Start of Data

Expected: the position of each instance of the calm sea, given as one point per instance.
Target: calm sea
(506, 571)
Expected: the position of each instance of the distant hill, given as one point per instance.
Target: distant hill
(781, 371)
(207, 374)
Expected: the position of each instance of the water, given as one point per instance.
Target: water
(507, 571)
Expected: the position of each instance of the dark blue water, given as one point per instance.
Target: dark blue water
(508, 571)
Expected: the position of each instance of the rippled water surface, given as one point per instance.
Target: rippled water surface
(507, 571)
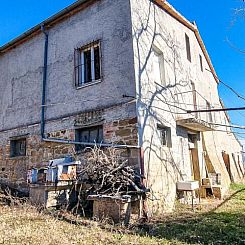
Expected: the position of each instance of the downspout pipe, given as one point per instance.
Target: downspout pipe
(44, 83)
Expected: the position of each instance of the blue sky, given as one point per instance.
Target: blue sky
(217, 22)
(215, 19)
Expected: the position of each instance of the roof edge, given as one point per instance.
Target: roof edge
(173, 12)
(68, 11)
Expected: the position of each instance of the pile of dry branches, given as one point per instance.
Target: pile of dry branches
(108, 173)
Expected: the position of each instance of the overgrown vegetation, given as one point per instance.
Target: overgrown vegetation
(23, 224)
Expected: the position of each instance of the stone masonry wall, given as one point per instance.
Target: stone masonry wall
(38, 152)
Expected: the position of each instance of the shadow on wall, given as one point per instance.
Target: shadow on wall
(147, 35)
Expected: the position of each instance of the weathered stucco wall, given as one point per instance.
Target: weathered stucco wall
(21, 67)
(21, 75)
(164, 100)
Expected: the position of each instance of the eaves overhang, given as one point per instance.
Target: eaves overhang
(195, 124)
(63, 14)
(174, 13)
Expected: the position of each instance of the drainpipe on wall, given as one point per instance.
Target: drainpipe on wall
(45, 67)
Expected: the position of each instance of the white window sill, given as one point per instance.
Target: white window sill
(88, 84)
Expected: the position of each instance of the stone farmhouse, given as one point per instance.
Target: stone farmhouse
(133, 74)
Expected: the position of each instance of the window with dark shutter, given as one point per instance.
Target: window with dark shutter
(89, 135)
(188, 48)
(165, 135)
(18, 147)
(87, 64)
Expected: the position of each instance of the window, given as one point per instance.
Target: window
(188, 49)
(165, 135)
(18, 147)
(87, 64)
(89, 135)
(158, 66)
(201, 66)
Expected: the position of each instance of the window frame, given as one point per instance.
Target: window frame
(79, 131)
(80, 64)
(159, 54)
(168, 136)
(14, 142)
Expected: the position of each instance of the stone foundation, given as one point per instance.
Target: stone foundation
(14, 169)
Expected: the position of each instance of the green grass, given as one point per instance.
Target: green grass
(223, 225)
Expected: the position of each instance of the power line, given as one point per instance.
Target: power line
(217, 109)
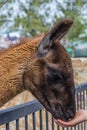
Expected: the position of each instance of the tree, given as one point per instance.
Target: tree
(32, 17)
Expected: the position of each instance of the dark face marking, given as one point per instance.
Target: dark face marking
(49, 76)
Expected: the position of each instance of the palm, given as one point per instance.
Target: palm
(80, 116)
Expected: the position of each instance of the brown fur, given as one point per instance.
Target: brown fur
(43, 67)
(12, 64)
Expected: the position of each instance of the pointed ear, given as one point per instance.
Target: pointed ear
(56, 33)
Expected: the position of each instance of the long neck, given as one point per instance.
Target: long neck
(12, 64)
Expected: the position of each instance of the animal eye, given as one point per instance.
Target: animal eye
(57, 77)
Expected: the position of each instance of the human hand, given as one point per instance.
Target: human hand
(80, 116)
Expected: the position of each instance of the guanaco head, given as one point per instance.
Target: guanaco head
(49, 75)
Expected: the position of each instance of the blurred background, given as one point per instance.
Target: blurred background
(27, 18)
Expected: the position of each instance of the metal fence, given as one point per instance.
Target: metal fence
(35, 117)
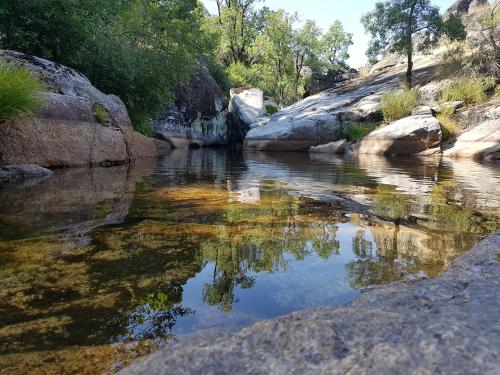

End of Data

- [Aim of the exercise]:
Output the lines, exactly: the first line of the entries above, every line after it, and the line with "Expected: the position of each instance of the weathered" as the last. No pictures.

- [Solution]:
Expected: the position of each instance of the calm sea, given as one point per instance.
Target: calm sea
(506, 571)
Expected: the position of each instance of the distant hill, given as one point per instance.
Target: distant hill
(781, 371)
(207, 374)
Expected: the position of each instance of the water, given as one point per instance.
Target: water
(507, 571)
Expected: the position of each instance of the dark blue water, given as one point per instance.
Target: dark blue water
(508, 571)
Expected: the position of each instance of the rippled water surface, given as one point per instance.
Target: rippled water surface
(507, 571)
Expected: the position of each instance of the downspout pipe, given as one point per instance.
Target: downspout pipe
(44, 83)
Expected: the position of each instance of the blue sky, given as one point per instance.
Target: blue sky
(217, 22)
(215, 19)
Expected: the position of each instance of the roof edge, given as one point per instance.
Target: roof edge
(173, 12)
(68, 11)
Expected: the position of each instance of the pile of dry branches, given as one point per instance.
Target: pile of dry branches
(108, 173)
Expected: the position of each instance of the overgrown vegetation, given as one point per instance.
Target: overgrown vegetation
(23, 224)
Expected: the position of each instance of the stone masonry wall, given as one point per instance.
Target: stone masonry wall
(38, 152)
Expected: the position of each instance of the shadow on wall, given as one point per instance.
Target: shadow on wall
(147, 35)
Expected: the position of each instance of the weathered stucco wall, given as one point per instance.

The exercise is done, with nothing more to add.